## BEGIN
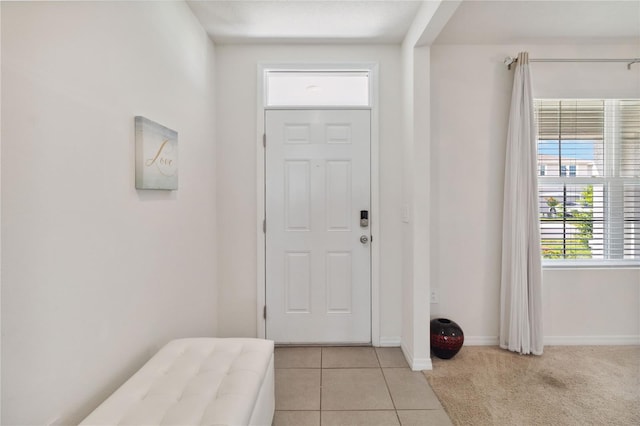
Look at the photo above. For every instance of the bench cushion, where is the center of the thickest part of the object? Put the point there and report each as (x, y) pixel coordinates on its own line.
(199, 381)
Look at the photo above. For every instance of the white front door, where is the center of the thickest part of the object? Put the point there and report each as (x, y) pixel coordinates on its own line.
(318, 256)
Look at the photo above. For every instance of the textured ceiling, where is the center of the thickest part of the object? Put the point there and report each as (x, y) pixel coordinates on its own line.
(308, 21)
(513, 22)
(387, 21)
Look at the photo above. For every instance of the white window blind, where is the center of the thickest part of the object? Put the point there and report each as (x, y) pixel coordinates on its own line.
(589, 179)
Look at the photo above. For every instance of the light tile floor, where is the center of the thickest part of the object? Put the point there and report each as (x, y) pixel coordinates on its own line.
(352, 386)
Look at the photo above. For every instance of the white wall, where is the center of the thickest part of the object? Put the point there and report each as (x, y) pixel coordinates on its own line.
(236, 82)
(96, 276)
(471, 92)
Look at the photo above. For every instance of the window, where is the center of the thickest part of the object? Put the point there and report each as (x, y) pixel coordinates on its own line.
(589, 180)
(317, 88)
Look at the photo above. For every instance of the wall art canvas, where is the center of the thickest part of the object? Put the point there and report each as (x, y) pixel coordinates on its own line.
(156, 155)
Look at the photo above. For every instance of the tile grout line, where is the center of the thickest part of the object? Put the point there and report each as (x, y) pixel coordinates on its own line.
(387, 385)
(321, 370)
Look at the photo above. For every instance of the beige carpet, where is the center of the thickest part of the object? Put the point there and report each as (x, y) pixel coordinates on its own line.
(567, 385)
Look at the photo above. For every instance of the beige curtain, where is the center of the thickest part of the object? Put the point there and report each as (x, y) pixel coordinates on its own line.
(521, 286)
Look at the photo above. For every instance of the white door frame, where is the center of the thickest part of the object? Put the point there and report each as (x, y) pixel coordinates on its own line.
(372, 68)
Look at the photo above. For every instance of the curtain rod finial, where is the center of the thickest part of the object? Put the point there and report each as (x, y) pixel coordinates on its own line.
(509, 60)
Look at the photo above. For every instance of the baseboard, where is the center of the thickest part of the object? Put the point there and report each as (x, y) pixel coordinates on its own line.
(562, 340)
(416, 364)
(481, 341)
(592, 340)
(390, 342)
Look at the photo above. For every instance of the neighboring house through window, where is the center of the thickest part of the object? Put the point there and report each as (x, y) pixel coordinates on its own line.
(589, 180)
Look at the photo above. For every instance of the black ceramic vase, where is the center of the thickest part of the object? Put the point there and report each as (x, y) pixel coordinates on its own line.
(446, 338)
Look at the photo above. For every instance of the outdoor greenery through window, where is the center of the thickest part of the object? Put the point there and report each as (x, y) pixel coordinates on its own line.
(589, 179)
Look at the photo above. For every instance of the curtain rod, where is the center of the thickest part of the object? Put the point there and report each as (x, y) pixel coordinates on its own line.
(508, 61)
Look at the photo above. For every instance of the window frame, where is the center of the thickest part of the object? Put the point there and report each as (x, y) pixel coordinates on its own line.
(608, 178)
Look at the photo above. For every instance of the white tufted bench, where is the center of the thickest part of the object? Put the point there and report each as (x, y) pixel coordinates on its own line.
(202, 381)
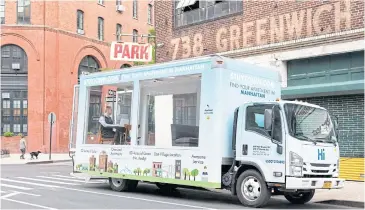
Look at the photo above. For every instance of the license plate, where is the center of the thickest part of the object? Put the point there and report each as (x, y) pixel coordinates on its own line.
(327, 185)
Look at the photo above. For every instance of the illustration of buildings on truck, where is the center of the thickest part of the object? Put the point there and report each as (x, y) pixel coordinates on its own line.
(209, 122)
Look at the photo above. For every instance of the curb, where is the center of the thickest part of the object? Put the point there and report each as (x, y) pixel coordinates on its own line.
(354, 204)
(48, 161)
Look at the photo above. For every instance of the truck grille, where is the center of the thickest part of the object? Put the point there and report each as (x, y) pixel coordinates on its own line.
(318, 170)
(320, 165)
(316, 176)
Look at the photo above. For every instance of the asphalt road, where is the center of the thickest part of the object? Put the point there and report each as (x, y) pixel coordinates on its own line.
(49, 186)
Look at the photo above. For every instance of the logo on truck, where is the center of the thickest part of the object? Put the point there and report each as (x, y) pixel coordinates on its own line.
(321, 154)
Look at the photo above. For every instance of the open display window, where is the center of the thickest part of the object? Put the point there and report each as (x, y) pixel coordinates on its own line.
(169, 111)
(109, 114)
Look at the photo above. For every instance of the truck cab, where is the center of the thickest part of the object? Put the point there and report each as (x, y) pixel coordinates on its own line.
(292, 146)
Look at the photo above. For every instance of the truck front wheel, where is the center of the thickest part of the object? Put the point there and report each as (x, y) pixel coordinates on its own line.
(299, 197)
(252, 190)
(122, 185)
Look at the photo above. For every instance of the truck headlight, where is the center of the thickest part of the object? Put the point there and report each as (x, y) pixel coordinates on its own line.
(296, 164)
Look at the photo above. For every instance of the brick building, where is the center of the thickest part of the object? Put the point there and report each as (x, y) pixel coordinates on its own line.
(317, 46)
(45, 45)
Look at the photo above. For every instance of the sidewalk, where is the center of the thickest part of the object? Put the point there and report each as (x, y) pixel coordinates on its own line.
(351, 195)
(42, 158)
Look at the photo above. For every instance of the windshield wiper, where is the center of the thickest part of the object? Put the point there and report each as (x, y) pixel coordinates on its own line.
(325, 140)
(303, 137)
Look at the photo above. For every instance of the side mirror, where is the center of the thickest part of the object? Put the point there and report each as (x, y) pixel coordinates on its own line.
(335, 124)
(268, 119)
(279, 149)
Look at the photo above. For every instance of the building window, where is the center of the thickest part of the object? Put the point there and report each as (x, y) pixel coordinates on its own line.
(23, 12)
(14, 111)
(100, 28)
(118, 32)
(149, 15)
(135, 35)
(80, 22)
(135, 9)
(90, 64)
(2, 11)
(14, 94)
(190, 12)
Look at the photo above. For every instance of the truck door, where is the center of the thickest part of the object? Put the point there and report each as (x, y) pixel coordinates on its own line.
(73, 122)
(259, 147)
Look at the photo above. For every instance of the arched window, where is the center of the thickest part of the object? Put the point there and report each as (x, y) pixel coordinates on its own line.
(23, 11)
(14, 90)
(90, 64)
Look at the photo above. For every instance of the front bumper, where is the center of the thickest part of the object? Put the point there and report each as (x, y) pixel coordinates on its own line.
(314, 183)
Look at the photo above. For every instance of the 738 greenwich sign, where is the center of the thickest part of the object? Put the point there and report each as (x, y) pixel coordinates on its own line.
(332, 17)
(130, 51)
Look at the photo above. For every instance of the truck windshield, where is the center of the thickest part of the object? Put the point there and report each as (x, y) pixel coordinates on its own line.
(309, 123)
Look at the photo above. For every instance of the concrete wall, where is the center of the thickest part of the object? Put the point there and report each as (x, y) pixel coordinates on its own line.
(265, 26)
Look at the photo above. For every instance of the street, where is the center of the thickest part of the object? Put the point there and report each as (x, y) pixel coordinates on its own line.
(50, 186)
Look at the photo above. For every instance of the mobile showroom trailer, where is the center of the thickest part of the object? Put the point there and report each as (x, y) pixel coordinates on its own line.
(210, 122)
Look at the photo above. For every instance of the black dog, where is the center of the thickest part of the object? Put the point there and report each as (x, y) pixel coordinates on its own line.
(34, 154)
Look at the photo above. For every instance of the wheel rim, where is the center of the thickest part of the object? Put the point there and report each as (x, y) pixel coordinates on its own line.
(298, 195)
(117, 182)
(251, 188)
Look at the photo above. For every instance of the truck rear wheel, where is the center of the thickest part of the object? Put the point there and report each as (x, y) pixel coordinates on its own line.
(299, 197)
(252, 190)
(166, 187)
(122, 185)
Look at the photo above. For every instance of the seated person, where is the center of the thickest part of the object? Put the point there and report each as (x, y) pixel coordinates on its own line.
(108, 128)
## END
## BEGIN
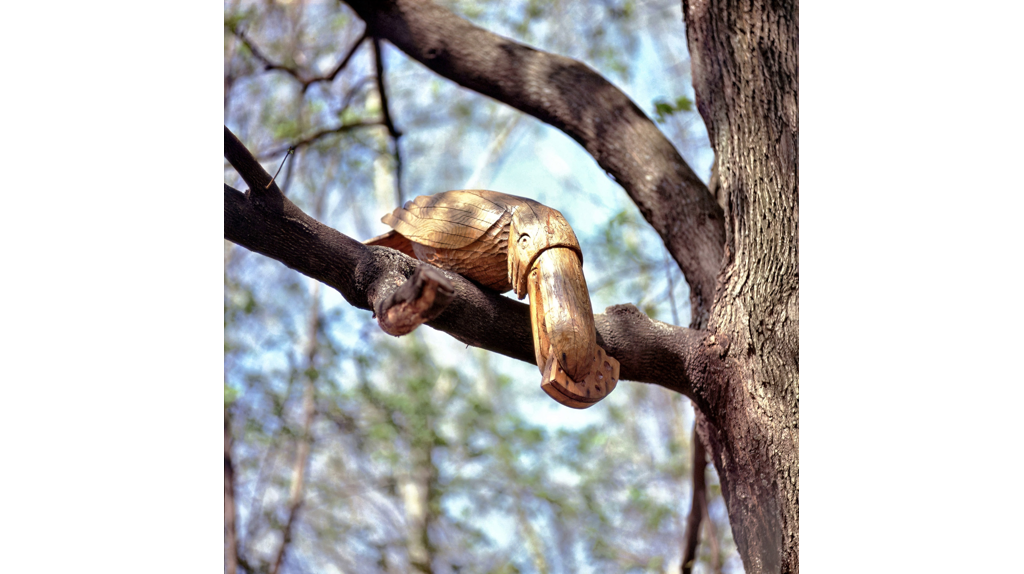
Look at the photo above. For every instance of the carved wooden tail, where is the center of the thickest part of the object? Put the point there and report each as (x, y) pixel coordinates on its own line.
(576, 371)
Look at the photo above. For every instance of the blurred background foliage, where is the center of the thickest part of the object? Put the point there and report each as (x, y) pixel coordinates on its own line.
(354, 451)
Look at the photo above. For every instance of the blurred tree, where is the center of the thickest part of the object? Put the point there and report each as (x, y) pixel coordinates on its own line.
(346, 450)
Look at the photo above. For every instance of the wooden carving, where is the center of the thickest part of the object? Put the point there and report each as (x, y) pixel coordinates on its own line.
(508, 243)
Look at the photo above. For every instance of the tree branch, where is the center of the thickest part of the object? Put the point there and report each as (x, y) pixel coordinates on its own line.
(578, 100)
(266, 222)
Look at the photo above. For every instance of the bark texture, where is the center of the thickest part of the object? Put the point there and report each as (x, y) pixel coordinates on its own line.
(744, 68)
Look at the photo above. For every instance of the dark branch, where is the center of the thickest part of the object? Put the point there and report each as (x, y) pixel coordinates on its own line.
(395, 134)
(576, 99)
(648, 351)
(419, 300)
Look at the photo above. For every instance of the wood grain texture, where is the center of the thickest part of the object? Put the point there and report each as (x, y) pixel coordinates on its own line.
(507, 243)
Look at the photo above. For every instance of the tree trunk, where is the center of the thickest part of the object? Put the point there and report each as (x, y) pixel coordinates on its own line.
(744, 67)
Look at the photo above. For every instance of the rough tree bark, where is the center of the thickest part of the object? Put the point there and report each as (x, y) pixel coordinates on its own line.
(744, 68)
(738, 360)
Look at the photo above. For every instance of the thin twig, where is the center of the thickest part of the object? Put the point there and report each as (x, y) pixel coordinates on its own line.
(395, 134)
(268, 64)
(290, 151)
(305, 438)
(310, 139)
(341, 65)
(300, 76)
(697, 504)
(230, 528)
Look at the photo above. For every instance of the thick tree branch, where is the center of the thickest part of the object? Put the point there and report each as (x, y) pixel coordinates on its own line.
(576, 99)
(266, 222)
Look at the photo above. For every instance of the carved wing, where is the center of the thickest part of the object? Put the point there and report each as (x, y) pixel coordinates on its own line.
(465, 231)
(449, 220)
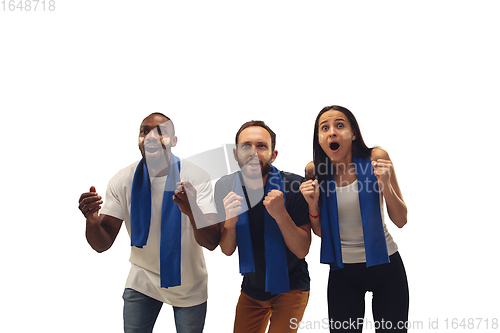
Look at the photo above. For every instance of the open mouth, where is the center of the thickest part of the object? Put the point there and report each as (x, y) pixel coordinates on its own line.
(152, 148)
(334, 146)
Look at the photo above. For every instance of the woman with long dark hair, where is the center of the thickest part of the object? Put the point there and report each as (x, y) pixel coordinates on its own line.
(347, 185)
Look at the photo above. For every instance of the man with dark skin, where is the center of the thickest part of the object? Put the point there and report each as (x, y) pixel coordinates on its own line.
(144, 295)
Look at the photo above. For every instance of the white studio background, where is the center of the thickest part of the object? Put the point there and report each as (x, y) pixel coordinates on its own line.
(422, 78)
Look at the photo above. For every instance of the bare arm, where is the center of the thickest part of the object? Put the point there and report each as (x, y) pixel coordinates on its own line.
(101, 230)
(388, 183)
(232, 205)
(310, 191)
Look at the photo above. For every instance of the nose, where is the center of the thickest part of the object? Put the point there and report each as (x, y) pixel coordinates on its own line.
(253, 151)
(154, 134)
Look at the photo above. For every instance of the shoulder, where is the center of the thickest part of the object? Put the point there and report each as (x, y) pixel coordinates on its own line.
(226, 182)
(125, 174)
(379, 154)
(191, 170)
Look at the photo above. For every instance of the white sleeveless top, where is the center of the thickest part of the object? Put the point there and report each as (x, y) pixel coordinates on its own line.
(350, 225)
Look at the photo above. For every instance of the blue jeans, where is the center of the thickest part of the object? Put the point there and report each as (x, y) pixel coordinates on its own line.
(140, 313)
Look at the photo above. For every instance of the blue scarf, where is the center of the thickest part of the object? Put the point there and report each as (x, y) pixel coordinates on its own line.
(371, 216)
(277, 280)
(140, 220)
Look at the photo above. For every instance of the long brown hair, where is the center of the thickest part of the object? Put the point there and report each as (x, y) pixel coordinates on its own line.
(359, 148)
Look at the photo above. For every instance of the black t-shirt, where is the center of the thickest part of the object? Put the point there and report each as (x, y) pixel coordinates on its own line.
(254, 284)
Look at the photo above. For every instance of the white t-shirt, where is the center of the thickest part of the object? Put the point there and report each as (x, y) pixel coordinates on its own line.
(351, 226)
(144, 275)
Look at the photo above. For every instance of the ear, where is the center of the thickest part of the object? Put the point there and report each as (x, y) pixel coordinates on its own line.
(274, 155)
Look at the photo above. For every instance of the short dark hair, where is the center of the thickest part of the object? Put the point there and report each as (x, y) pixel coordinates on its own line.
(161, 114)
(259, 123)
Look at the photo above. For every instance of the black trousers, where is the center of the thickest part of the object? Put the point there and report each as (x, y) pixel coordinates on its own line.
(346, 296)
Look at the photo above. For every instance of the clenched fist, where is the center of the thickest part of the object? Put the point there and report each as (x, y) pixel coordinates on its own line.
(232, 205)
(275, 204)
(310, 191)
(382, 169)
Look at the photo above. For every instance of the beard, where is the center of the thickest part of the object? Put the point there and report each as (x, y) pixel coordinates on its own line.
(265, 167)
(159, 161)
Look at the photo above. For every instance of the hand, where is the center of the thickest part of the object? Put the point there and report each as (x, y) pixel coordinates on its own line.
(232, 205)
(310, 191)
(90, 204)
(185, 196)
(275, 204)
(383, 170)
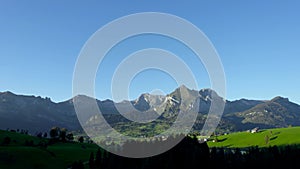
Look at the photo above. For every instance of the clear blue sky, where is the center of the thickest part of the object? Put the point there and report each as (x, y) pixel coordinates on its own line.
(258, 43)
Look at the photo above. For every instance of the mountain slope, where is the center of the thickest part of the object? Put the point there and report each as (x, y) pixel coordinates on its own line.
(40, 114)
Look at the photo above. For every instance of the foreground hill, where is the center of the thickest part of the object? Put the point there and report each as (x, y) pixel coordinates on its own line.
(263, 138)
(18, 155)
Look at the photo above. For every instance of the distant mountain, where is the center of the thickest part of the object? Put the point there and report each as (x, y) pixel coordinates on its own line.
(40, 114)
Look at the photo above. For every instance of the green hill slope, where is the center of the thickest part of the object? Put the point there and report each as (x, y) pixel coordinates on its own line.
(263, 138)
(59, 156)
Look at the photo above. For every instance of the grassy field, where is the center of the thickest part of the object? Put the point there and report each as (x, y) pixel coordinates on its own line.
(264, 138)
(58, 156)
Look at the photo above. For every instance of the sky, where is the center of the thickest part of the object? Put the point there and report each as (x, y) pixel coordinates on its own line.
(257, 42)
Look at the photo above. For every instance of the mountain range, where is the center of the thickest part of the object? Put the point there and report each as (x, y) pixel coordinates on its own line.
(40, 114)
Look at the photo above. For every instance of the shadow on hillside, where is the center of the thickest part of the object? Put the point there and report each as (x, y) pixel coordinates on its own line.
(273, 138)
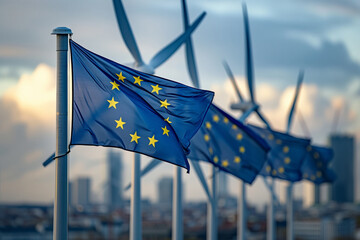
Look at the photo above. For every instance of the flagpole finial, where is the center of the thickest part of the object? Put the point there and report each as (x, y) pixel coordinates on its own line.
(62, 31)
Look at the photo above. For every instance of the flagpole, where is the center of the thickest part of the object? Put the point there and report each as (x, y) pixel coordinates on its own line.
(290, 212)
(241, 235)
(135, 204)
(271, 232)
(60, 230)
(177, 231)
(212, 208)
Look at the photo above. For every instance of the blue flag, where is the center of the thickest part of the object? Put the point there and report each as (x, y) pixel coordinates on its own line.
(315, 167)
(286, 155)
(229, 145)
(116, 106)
## END
## BEGIN
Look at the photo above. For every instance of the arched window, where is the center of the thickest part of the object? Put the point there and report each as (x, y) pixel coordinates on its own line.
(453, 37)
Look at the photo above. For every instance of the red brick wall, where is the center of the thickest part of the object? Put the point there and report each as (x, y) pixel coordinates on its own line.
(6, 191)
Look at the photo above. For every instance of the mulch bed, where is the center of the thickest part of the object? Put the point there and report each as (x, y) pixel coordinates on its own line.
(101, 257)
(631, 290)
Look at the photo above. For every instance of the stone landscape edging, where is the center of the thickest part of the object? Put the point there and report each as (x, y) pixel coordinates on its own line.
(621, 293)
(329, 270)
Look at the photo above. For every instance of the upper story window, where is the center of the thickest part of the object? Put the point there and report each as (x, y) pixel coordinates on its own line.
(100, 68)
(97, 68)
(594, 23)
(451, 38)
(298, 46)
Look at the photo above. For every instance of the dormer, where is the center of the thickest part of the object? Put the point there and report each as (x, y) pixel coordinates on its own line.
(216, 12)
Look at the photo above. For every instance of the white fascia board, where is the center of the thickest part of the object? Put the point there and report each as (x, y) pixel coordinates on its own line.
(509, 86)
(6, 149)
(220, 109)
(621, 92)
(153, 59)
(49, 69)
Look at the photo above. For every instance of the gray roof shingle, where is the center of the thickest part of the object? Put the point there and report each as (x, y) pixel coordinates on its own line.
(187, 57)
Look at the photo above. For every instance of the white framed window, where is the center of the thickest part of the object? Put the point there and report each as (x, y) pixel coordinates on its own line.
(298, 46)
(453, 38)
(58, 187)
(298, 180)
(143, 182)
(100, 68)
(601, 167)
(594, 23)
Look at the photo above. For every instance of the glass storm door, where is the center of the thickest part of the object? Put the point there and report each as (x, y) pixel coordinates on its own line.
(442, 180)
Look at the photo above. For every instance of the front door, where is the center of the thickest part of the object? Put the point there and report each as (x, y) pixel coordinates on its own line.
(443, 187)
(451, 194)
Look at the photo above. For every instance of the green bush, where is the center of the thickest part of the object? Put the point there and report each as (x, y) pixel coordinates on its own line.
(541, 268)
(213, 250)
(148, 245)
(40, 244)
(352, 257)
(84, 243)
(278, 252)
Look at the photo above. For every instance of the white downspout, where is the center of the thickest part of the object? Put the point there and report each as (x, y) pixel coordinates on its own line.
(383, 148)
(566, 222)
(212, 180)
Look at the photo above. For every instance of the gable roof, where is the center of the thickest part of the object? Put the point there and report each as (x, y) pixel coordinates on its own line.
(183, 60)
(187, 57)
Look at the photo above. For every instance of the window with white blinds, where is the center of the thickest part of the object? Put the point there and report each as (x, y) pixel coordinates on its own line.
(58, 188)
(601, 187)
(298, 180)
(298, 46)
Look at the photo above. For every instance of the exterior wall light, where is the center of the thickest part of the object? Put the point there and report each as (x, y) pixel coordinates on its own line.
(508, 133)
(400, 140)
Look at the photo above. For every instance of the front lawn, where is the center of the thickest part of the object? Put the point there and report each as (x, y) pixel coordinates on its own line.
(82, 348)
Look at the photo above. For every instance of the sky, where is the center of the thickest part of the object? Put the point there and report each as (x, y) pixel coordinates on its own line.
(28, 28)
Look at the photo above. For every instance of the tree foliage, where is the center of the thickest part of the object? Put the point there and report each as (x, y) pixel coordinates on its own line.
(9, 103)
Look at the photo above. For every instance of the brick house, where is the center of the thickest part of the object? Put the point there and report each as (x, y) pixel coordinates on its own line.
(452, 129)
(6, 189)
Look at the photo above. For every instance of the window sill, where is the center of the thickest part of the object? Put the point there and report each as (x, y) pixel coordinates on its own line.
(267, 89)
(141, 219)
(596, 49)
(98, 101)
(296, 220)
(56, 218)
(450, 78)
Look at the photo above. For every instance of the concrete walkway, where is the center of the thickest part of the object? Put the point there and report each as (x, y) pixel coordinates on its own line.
## END
- [Stated goal]
Pull out every line of the records that contains the string "studio", matching case exactly, and copy each one in full.

- [Exercise output]
Look at the photo above. For every instance of the white studio background, where is the center of the thickest part of the object? Put the point there and report each as (x, y) pixel coordinates on its own line.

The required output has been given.